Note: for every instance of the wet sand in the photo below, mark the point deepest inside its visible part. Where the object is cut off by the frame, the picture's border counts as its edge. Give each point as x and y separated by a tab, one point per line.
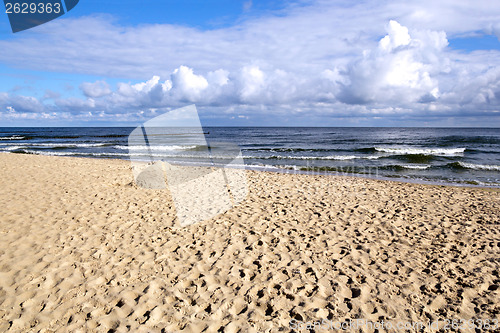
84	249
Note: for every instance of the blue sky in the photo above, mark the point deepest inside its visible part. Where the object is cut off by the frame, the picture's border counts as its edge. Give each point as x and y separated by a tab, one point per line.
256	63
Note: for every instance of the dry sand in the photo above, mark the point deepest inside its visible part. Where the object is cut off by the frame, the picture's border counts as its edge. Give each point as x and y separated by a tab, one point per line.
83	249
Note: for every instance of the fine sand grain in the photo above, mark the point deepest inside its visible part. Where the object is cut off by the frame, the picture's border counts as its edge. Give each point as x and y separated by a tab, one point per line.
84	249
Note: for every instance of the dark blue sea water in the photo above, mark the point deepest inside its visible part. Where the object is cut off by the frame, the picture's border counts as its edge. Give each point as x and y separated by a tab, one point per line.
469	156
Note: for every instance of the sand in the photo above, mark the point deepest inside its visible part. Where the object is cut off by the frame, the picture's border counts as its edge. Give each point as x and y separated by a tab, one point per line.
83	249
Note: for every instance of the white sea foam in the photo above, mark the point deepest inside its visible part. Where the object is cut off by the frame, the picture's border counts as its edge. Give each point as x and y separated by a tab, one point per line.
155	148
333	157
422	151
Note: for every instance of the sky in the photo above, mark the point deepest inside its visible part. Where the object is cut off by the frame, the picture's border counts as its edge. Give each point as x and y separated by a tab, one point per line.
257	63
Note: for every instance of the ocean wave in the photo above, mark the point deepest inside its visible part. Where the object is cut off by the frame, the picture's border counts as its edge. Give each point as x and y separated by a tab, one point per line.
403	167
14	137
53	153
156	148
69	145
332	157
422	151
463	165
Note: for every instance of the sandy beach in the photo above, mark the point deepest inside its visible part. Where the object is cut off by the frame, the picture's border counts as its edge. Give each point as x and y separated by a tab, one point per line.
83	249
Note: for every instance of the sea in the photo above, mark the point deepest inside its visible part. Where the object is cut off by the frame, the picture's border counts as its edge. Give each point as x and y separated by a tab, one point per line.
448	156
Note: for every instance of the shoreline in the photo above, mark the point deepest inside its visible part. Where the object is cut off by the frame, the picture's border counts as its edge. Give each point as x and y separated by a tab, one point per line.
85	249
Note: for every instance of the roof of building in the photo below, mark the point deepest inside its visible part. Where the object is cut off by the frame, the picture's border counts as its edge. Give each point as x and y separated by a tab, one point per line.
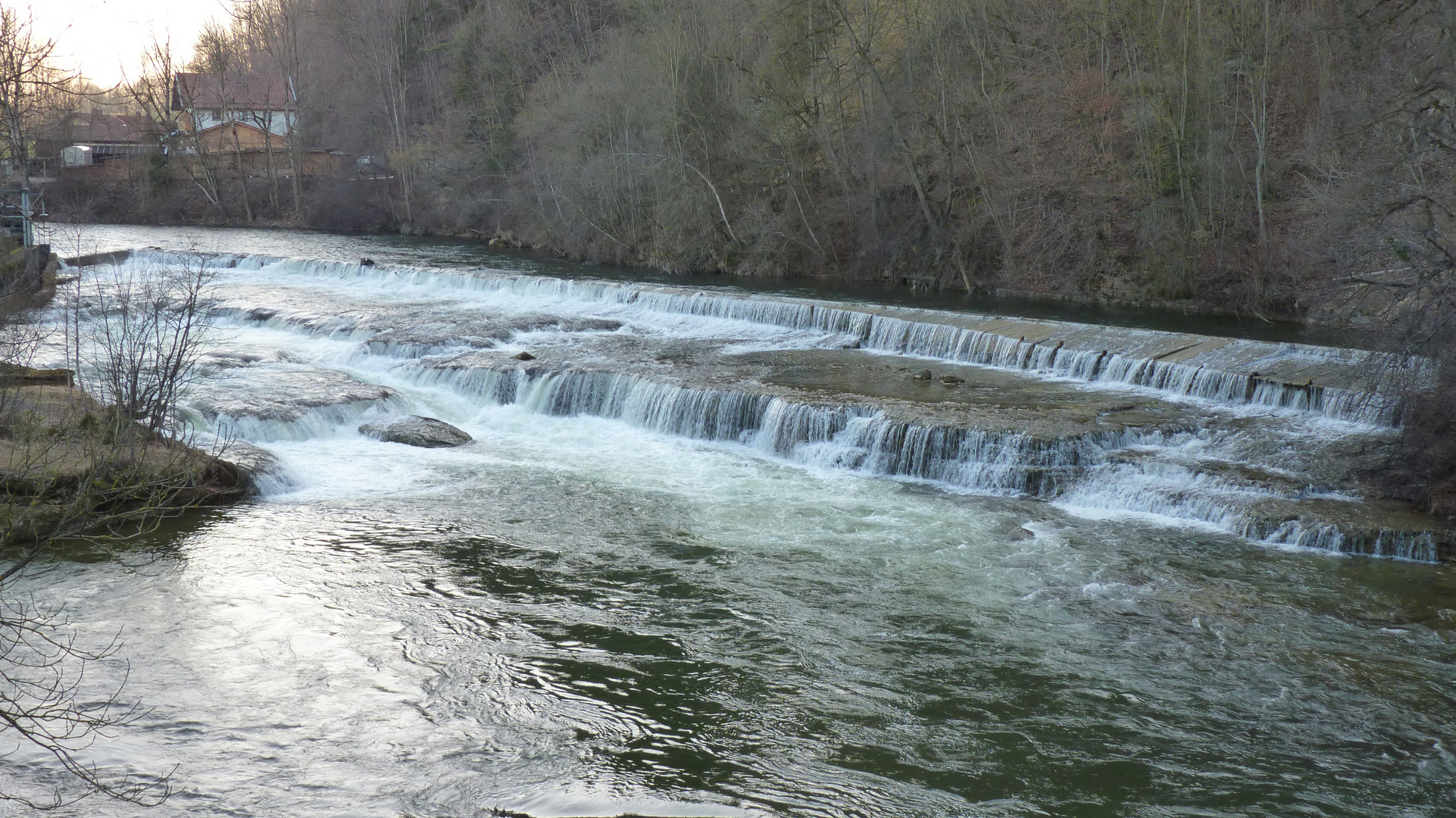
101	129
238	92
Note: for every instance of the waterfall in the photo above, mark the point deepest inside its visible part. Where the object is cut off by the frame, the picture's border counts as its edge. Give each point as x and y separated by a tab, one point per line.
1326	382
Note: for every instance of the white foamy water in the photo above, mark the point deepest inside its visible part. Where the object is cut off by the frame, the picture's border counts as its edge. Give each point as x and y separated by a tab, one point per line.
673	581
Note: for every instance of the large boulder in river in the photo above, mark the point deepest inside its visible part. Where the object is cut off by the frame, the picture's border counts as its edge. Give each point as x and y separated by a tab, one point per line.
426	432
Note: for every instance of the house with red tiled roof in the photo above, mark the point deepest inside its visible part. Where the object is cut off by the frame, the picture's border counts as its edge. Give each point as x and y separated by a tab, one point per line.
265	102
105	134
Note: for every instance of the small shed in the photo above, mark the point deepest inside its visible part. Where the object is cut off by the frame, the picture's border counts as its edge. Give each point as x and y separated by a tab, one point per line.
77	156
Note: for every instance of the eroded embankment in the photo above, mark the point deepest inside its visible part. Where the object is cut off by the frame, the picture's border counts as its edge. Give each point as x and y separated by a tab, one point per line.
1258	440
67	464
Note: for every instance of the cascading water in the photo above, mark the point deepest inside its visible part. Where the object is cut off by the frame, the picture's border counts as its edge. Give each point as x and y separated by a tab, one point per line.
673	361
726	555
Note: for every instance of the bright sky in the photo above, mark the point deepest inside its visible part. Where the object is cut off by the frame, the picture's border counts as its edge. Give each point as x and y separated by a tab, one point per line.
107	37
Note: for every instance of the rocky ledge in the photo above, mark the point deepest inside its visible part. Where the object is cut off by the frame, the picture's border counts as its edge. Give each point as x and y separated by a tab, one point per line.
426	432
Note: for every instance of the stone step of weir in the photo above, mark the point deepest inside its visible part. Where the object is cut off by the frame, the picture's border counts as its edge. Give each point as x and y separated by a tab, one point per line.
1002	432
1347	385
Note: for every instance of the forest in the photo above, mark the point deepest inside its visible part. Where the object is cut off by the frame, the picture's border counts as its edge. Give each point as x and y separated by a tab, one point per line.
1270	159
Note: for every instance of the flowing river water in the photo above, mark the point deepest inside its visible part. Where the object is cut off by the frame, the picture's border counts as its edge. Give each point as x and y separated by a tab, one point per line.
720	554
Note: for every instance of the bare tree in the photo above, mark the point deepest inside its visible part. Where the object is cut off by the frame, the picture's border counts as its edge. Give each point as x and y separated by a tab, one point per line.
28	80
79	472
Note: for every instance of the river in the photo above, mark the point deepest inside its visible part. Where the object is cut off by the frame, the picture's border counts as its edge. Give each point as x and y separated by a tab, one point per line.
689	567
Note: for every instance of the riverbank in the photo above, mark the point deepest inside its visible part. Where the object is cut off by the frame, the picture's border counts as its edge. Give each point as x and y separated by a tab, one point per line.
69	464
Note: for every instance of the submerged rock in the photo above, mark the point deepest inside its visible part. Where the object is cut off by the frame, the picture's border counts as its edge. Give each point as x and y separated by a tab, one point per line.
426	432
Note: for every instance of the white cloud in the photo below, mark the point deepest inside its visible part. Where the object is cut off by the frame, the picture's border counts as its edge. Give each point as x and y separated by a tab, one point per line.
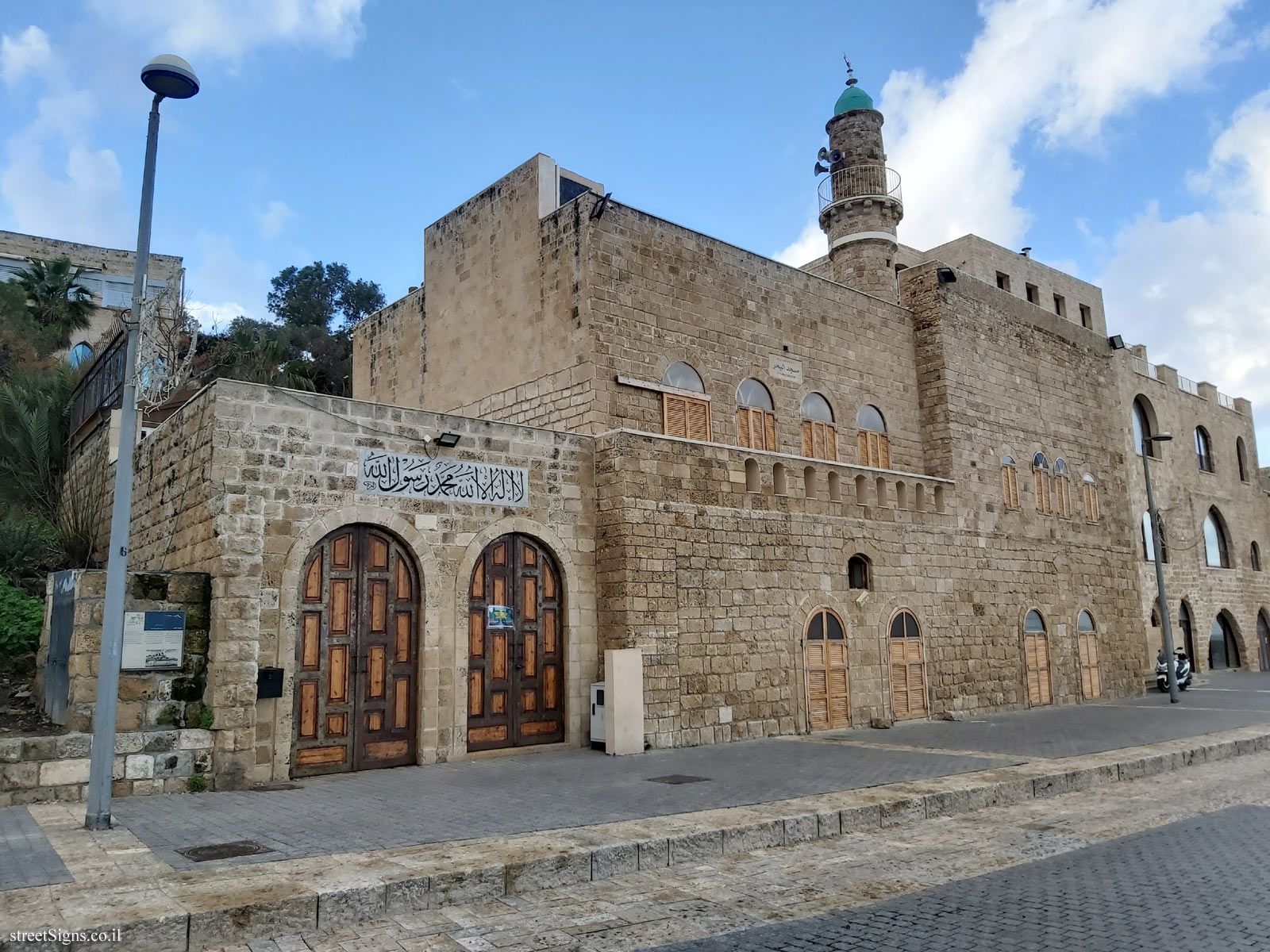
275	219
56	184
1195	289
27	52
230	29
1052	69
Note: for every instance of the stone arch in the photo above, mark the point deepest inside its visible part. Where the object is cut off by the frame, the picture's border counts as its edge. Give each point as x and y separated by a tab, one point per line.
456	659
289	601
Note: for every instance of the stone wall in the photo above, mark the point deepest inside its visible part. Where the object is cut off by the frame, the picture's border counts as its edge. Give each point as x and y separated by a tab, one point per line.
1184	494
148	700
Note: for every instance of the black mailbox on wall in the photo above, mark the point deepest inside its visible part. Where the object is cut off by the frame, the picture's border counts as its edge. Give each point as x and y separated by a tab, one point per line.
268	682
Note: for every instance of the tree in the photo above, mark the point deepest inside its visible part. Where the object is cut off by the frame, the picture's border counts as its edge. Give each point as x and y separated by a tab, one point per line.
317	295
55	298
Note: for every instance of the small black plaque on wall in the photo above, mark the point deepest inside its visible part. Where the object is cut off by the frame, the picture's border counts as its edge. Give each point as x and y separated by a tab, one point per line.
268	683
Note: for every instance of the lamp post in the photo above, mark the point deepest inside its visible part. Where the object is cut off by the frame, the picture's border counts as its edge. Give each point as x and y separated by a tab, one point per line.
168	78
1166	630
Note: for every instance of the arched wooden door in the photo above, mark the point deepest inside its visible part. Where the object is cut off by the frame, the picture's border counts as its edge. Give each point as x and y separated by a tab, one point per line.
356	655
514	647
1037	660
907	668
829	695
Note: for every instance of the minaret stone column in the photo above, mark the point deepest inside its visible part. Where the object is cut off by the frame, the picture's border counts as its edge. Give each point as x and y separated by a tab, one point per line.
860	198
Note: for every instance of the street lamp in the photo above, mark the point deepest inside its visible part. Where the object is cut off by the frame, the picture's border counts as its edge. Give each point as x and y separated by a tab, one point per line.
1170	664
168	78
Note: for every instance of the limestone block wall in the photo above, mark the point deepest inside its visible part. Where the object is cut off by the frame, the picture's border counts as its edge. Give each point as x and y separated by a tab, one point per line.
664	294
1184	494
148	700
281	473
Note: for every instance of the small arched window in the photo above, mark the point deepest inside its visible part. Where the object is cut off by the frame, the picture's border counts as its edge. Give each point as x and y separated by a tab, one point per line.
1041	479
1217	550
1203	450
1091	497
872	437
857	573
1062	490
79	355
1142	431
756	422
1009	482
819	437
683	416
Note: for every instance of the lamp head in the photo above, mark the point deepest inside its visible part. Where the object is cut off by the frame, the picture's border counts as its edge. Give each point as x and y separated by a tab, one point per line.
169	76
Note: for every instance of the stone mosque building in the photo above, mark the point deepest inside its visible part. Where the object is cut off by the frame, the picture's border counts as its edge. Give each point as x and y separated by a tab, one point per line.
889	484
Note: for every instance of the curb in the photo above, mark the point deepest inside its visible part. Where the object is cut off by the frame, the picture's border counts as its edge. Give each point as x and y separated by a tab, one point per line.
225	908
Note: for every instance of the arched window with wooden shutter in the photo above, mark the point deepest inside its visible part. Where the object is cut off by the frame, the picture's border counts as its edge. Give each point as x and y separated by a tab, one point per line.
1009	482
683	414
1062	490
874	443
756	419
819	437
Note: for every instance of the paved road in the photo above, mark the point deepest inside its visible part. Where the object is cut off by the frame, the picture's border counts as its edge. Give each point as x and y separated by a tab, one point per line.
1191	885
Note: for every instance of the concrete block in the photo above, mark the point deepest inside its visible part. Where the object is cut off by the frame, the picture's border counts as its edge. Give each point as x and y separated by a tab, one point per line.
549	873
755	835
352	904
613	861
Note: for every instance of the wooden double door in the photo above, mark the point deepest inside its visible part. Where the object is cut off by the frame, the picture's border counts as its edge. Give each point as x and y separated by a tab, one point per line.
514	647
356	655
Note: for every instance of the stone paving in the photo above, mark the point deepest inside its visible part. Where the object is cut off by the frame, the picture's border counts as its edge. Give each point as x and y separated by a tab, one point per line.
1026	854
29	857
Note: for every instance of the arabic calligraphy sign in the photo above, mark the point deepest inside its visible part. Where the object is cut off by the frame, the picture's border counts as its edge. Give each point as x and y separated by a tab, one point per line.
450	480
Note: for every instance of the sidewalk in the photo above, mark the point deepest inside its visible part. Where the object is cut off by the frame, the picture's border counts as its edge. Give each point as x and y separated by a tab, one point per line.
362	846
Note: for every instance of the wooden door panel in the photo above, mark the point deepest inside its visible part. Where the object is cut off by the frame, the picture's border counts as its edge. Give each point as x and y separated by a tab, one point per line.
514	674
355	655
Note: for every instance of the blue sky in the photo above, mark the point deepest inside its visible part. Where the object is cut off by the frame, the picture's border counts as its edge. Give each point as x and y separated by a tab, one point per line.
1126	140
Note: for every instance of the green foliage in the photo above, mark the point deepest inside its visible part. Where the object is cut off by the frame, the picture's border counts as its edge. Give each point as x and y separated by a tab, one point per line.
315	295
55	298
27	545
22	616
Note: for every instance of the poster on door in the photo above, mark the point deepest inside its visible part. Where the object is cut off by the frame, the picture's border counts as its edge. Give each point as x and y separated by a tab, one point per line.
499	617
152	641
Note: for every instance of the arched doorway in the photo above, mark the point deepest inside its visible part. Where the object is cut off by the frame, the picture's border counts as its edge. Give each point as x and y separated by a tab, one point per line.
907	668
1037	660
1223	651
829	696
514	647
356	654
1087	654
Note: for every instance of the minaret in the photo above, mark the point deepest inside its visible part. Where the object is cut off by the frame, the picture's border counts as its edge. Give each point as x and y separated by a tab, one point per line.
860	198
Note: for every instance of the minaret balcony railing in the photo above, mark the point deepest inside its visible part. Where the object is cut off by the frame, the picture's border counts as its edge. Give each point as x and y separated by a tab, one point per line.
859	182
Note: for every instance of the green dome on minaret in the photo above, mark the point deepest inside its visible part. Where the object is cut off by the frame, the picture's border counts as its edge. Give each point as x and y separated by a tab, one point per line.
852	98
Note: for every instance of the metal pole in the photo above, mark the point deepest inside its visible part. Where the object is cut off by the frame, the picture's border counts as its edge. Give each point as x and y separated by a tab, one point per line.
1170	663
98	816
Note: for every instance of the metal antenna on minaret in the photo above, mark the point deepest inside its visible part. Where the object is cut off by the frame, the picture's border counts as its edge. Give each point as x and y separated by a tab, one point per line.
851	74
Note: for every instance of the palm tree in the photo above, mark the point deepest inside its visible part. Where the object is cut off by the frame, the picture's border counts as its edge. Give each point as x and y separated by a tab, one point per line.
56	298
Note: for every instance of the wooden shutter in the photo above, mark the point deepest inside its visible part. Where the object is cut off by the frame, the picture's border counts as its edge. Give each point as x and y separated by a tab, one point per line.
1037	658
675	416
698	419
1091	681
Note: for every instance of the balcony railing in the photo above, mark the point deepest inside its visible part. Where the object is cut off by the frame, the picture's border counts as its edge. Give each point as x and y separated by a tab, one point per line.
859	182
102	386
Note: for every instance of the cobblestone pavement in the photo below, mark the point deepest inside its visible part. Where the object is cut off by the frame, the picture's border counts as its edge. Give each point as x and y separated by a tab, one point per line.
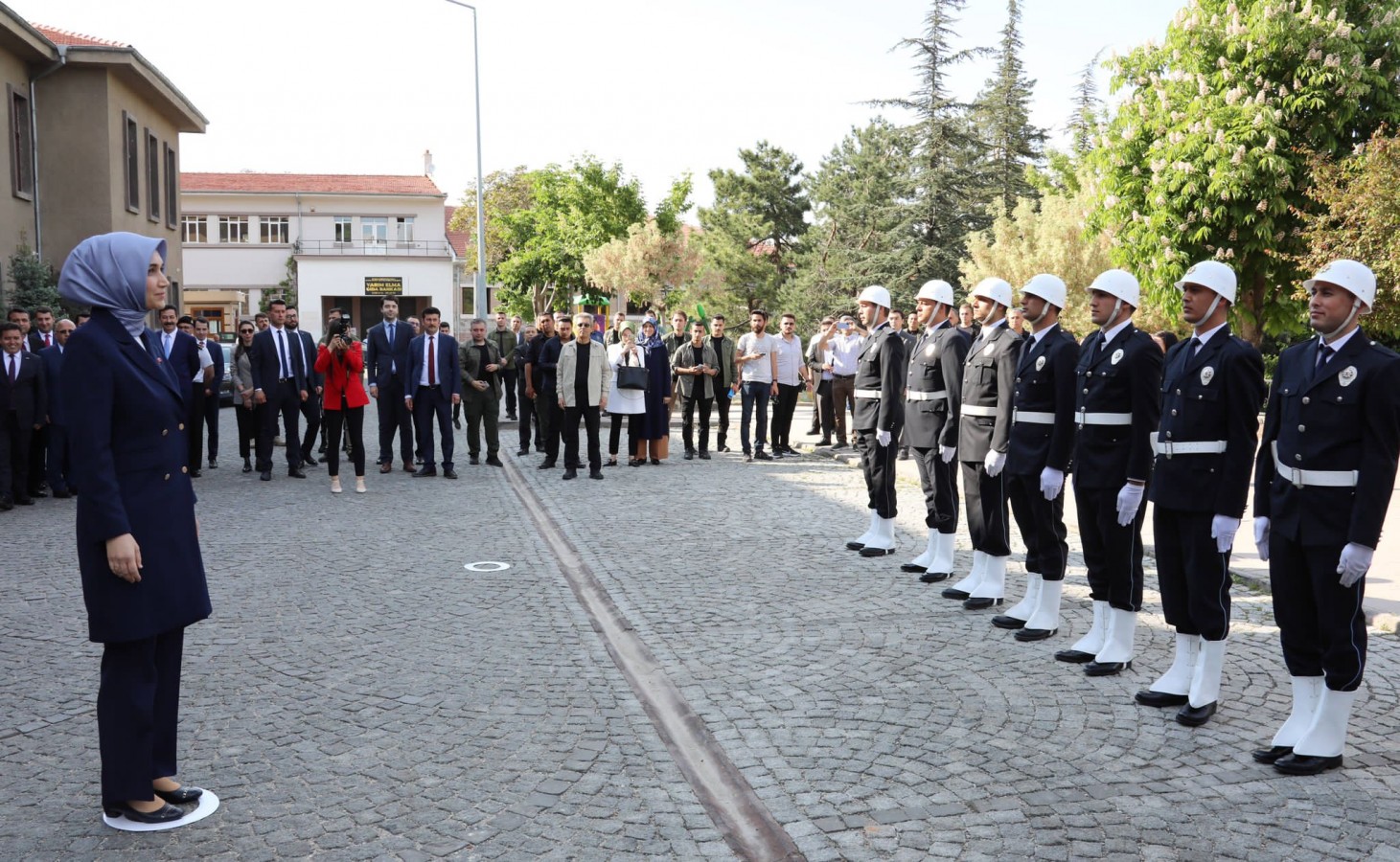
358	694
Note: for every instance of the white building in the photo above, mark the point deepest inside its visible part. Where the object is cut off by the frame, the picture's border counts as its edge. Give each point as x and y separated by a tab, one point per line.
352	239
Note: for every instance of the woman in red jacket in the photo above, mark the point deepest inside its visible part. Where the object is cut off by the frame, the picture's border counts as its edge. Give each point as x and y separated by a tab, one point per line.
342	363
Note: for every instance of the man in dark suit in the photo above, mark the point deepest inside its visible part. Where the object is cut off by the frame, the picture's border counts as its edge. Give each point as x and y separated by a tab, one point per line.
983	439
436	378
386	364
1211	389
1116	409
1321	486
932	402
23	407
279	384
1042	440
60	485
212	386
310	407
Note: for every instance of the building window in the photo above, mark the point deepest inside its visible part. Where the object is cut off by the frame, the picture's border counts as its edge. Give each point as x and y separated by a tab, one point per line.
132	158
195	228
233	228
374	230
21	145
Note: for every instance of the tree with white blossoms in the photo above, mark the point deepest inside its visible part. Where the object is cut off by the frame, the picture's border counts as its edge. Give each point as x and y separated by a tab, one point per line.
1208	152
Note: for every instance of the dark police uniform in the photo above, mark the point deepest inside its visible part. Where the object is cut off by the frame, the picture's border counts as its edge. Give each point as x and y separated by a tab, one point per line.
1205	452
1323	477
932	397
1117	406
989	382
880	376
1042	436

-- Short task --
Quote every line from the line containing "Note: for every instance of the woman" through the closing line of the listing, including both.

-- Output for this exercise --
Note: for every instance of the woman in red jacket in the photo above, mark the point deepest inside its visible part. Where the object is cut off by the frame, the picture's border counts as its edge. Give each point as x and y separated by a tab, one point per line.
342	363
Note: for every instance of the man in dark suit in the photo above, mark the point deepest inside its visible part. Where the object is cut off by the frame, the picture's border counts as its edge. Give each point as x and y separated by a tab, one point per line.
983	439
436	378
386	364
1211	389
1116	409
1321	486
932	402
23	407
279	384
1042	440
60	485
212	386
310	407
Note: for every instance of the building window in the photo above, mark the point deepest inside its visible part. Where the object is cut off by the frame, the picture's border counts as its edge. Give each point as x and y separated by a tab, one point per line.
132	158
195	228
233	228
374	230
21	145
Note: for every instance of the tree with white blossoms in the photo above, mark the point deepest inside its visible part. Where the object is cut off by the frame, the picture's border counts as its edge. Give each point as x and y separated by a tab, one point per line.
1208	152
Note: for every instance of the dark police uniform in the photo above, mark the point deepest inside its visible part. Where the object is cut off by the frame, the picture's border counts as its edge. Give each point as x and y separated by a tab, one point per line.
1205	452
1323	477
932	397
1117	406
989	382
880	376
1042	436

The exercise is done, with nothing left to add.